**PROBLEM DETAILS**: Copy every line of the records that includes the word "outstretched".

Stored data
============================================================
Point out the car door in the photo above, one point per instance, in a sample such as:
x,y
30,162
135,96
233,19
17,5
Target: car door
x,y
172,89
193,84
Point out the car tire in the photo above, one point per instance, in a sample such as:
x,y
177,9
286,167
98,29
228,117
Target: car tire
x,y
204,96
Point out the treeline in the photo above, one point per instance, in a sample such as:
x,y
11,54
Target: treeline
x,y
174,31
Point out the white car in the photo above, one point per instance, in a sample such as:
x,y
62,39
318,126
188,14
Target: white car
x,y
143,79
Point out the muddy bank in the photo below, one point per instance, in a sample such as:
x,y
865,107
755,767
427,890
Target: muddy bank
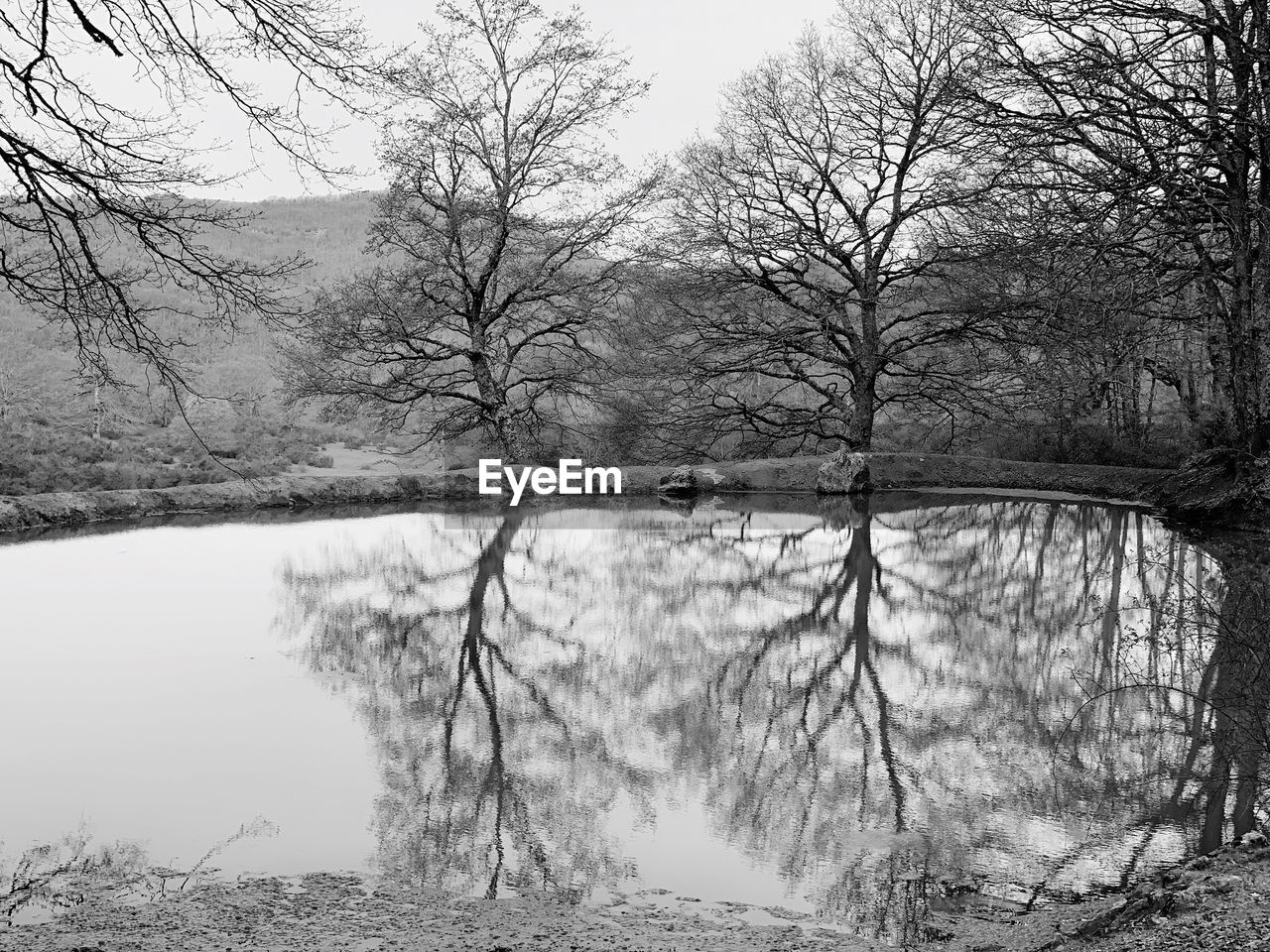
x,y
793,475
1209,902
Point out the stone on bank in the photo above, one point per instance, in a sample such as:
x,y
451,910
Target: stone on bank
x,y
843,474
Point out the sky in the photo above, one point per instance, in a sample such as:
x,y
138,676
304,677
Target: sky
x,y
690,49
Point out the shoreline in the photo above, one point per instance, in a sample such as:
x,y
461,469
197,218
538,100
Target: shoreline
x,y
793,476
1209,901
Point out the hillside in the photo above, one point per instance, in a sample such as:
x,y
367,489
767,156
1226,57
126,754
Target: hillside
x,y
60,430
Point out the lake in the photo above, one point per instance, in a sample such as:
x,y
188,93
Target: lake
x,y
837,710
============================================================
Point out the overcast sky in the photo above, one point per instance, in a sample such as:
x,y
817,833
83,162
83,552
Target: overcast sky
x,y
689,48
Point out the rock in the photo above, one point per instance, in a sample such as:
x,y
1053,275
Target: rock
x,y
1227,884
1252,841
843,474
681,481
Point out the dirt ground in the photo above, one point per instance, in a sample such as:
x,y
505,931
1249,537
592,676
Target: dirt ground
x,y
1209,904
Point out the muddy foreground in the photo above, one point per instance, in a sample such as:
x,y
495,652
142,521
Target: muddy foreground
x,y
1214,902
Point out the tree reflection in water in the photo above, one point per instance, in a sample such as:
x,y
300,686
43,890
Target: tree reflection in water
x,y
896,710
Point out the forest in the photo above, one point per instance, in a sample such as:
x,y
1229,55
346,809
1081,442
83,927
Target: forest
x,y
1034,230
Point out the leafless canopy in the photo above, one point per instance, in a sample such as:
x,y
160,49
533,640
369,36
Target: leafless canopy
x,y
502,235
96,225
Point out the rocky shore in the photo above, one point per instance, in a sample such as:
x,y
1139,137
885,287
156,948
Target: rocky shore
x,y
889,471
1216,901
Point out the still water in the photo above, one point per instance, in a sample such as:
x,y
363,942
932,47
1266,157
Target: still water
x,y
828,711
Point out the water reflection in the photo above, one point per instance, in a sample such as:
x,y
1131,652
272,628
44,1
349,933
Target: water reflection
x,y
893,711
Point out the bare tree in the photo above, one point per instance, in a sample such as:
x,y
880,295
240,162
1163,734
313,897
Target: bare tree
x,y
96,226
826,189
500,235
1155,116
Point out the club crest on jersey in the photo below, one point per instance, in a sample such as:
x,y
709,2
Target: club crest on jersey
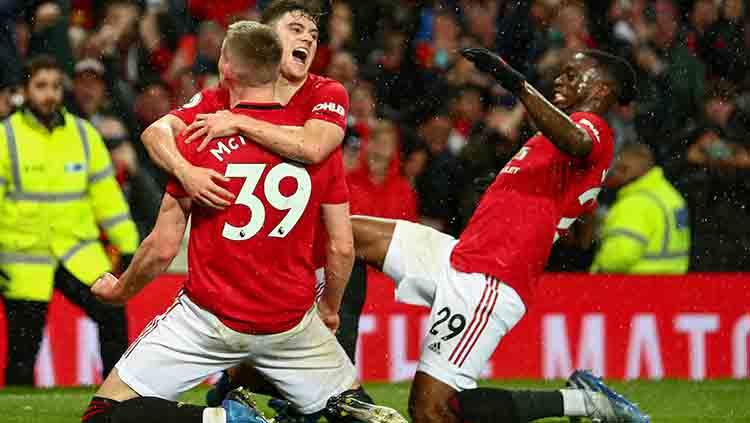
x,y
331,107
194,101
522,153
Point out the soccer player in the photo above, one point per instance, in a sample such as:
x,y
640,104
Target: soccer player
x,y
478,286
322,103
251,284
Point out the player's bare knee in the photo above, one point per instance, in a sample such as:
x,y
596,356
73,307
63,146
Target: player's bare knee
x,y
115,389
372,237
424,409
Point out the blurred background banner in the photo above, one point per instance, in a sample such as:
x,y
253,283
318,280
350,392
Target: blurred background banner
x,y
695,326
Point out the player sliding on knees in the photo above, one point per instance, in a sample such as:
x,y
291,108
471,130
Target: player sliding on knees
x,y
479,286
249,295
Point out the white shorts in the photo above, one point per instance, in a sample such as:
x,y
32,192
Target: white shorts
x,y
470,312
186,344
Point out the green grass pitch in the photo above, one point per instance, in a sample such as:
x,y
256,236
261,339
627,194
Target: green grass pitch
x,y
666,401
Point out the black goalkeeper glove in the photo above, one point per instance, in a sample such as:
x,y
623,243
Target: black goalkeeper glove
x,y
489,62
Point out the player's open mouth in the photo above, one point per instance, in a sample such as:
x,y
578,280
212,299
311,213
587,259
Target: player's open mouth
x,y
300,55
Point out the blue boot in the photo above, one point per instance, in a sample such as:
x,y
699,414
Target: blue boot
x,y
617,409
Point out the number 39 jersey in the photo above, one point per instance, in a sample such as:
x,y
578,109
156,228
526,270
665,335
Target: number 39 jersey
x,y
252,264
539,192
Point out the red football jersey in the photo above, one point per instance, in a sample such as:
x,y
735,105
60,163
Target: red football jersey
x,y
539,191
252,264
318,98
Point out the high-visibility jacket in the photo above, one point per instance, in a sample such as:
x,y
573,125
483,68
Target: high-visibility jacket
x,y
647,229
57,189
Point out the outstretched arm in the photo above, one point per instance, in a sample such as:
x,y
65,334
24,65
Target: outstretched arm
============================================================
**RESPONSE TO THE TASK**:
Point out the outstretched arm in the photo above, one point per instance, in a sample such as:
Target: outstretched arm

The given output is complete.